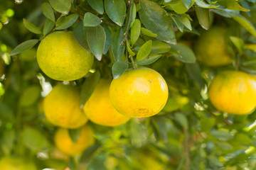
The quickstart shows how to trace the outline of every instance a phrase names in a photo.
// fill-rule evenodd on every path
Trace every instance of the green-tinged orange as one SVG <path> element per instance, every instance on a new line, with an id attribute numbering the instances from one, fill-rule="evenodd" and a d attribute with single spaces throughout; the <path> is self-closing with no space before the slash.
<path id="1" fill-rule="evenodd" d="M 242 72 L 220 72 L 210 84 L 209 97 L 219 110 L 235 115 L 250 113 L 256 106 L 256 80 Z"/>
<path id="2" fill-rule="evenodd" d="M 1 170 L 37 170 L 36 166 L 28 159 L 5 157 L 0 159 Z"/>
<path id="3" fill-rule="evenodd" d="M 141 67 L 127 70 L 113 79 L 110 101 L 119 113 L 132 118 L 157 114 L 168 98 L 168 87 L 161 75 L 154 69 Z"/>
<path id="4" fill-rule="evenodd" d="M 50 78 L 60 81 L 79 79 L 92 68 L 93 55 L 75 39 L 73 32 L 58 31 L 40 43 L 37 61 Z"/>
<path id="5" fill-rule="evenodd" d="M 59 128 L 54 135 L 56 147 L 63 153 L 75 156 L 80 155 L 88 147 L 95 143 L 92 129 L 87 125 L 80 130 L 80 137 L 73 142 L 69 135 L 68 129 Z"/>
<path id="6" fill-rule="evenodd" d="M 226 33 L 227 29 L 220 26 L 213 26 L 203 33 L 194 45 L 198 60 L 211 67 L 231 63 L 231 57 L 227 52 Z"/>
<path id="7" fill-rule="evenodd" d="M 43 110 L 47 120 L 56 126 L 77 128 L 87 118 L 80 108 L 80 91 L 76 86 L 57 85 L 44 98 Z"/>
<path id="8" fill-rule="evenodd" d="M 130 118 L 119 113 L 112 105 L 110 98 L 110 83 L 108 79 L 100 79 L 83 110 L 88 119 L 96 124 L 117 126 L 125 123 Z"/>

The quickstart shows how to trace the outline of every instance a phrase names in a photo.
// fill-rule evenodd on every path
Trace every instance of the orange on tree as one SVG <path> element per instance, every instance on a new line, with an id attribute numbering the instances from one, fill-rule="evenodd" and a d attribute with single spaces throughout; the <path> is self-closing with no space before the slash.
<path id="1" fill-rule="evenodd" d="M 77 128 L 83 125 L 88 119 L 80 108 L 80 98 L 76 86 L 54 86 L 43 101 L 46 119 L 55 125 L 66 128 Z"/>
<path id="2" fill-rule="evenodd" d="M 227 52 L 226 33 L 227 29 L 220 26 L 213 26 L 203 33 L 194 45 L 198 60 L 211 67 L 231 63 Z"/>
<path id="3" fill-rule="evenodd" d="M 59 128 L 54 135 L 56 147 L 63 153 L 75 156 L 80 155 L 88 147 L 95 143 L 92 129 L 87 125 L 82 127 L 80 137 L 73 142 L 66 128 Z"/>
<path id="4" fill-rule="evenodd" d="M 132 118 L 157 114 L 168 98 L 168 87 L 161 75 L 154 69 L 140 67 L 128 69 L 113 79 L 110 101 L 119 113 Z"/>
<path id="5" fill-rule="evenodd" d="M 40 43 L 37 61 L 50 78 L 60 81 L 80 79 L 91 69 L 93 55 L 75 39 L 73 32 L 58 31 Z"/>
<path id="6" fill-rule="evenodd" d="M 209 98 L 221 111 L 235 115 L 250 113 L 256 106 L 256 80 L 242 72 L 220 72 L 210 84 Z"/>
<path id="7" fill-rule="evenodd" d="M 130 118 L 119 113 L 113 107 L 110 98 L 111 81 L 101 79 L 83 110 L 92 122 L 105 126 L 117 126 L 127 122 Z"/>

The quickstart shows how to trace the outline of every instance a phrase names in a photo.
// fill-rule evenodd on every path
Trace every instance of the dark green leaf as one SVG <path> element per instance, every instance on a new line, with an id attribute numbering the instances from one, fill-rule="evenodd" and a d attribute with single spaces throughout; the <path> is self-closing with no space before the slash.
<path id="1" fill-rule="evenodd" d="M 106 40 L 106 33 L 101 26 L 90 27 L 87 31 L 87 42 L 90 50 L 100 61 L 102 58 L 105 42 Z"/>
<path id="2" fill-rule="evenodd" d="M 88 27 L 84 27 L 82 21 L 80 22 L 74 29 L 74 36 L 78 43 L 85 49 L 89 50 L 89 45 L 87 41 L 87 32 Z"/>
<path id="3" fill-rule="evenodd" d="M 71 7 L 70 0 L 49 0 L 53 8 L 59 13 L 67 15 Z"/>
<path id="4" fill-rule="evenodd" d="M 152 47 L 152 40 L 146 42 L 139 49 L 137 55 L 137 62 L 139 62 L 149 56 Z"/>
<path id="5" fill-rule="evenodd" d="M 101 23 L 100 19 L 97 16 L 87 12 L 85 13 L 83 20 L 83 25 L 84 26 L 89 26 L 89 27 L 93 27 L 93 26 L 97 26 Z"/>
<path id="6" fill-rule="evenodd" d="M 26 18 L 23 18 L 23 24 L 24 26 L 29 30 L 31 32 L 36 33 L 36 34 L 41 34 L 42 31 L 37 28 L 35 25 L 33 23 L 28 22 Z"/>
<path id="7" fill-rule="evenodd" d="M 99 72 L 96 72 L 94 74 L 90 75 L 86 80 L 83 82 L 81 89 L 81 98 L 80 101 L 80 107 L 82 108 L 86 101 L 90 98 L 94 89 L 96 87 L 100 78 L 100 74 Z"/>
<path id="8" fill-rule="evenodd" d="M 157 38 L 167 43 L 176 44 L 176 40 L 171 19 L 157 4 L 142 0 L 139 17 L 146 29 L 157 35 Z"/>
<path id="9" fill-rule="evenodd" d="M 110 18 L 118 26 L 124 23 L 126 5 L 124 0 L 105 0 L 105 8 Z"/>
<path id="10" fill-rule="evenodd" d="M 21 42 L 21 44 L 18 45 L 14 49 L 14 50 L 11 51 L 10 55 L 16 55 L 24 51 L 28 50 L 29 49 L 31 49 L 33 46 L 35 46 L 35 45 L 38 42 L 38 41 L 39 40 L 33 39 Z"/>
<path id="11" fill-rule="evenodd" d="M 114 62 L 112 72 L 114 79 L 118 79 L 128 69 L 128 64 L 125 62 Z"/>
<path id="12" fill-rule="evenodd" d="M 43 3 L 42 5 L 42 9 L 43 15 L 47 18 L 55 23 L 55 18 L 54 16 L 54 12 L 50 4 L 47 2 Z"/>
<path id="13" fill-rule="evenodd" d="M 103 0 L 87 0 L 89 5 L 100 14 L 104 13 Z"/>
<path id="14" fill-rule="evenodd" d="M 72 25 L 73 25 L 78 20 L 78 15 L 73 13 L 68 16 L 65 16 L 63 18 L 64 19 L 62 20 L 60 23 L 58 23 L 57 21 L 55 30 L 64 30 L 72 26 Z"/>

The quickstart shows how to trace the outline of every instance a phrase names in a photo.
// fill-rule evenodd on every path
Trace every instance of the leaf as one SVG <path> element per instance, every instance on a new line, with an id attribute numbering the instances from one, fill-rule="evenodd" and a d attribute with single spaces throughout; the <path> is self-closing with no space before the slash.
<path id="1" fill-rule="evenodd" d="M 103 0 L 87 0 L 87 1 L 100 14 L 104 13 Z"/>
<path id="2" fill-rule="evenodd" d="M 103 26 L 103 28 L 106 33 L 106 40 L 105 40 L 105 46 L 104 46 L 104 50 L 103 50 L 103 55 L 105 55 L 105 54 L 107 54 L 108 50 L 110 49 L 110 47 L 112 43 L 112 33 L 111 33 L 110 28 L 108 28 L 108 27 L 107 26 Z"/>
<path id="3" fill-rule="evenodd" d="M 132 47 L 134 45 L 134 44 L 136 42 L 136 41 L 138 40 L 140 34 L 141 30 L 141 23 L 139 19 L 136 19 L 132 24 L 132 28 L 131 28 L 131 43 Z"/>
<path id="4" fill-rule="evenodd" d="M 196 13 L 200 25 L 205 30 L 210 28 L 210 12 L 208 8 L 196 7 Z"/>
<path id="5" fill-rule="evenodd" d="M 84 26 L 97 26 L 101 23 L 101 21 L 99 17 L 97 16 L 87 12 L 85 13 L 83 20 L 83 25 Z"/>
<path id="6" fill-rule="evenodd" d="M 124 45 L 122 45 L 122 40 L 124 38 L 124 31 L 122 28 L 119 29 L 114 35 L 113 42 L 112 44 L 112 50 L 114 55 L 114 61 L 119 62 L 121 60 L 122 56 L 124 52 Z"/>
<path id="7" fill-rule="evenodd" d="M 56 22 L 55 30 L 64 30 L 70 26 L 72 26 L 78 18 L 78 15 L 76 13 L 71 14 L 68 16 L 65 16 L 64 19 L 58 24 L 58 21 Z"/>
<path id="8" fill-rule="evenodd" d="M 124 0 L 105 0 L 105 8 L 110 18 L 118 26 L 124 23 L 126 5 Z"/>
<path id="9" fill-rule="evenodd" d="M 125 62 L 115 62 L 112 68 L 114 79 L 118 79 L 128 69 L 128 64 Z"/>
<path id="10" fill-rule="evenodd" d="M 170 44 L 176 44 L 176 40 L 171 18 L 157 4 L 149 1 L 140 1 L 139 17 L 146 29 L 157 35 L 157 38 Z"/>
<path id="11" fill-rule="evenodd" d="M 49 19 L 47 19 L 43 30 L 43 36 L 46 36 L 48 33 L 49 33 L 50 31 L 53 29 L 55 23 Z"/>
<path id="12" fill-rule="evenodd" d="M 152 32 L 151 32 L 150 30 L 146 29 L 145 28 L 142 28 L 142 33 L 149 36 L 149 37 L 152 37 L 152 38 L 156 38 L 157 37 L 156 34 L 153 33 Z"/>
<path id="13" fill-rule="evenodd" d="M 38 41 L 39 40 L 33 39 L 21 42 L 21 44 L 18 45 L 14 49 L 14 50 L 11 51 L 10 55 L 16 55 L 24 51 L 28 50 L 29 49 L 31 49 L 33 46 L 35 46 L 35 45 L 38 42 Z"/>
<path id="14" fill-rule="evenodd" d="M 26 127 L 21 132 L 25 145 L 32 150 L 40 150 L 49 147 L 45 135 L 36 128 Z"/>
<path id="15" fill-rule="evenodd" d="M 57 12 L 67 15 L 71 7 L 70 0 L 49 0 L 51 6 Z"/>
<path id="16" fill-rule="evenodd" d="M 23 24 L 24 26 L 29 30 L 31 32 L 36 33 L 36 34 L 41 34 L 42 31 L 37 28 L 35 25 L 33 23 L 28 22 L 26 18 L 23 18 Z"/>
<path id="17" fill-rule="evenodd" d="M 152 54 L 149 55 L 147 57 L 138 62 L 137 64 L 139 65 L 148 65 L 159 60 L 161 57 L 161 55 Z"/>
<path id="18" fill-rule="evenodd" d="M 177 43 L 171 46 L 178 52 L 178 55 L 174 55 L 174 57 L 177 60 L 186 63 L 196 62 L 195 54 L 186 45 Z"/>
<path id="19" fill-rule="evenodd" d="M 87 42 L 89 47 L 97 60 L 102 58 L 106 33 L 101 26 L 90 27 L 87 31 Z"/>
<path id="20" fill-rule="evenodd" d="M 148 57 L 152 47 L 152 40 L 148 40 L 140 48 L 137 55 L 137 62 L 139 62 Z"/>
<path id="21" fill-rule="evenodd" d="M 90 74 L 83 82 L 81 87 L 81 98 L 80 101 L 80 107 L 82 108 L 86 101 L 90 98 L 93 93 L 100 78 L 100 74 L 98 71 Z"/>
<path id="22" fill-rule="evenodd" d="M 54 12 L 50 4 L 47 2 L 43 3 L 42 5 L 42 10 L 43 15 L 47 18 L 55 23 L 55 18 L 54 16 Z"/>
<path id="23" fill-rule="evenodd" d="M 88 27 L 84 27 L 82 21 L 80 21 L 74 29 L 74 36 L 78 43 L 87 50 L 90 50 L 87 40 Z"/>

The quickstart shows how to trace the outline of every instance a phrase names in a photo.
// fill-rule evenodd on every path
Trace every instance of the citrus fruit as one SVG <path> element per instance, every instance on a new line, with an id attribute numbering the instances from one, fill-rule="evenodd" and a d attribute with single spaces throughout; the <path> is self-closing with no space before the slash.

---+---

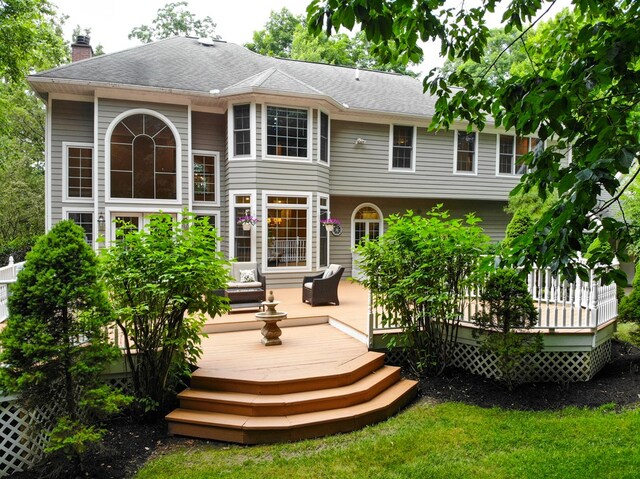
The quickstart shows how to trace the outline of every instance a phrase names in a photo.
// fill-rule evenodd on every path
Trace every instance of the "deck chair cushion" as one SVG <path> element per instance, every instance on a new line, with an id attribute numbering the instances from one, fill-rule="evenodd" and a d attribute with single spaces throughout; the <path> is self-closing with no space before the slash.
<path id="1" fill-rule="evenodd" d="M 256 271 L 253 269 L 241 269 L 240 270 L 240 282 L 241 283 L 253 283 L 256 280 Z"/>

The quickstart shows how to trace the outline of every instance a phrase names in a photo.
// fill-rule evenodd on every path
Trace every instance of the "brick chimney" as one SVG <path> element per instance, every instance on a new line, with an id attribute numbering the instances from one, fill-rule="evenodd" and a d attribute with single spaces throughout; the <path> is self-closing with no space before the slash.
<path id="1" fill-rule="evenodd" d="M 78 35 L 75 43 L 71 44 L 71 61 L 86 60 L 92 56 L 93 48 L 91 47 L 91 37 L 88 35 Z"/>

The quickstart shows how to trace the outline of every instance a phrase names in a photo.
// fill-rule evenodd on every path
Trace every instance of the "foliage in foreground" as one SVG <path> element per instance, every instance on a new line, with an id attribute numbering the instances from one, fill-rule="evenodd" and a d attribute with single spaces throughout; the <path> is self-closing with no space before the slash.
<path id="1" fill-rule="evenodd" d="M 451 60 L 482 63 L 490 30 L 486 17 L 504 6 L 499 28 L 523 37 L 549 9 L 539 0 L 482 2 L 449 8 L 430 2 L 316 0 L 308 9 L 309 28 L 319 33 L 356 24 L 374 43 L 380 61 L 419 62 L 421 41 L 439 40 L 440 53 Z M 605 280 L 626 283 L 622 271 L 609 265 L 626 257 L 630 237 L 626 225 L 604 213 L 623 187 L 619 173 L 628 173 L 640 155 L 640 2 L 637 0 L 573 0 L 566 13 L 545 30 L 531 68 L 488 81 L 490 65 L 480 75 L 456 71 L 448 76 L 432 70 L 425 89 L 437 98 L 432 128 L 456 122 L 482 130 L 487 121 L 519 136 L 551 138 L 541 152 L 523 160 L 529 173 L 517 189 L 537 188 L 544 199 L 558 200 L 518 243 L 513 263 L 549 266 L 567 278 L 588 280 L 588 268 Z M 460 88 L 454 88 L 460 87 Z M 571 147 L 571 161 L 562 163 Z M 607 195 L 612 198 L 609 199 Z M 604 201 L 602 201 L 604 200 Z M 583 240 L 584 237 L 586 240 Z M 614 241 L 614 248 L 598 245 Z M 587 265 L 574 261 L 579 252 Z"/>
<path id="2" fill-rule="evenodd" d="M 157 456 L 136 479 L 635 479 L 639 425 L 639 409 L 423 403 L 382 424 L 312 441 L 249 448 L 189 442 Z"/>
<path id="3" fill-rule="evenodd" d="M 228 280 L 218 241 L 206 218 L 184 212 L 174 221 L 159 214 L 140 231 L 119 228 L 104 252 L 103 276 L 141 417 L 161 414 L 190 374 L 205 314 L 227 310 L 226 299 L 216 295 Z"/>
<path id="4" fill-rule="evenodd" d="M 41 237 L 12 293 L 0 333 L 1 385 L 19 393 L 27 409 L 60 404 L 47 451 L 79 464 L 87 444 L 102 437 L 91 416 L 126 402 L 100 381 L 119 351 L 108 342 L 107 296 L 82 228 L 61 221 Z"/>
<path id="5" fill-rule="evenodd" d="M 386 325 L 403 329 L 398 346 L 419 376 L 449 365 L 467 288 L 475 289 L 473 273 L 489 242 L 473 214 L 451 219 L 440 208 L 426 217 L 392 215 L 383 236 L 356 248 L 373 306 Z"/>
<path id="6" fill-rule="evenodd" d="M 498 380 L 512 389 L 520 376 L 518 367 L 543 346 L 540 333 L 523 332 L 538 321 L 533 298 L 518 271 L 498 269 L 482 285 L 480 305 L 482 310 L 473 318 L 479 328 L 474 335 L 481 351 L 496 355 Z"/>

---+---

## Problem to work on
Extract each line above that contains the word "green", copying it in full.

## Response to this exercise
Trace every instance of the green-tinged orange as one SVG <path> element per instance, every instance on a new line, with an id attribute numbering the instances from one, fill-rule="evenodd" and a d attribute with single spaces throughout; the <path> is self-closing with no space before the slash.
Trace every instance of the dark green leaf as one SVG <path> element per instance, every instance on a new line, with an id attribute numbering the instances from one, fill-rule="evenodd" and a d attribute with single spaces throughout; the <path> is self-closing with no space before the slash.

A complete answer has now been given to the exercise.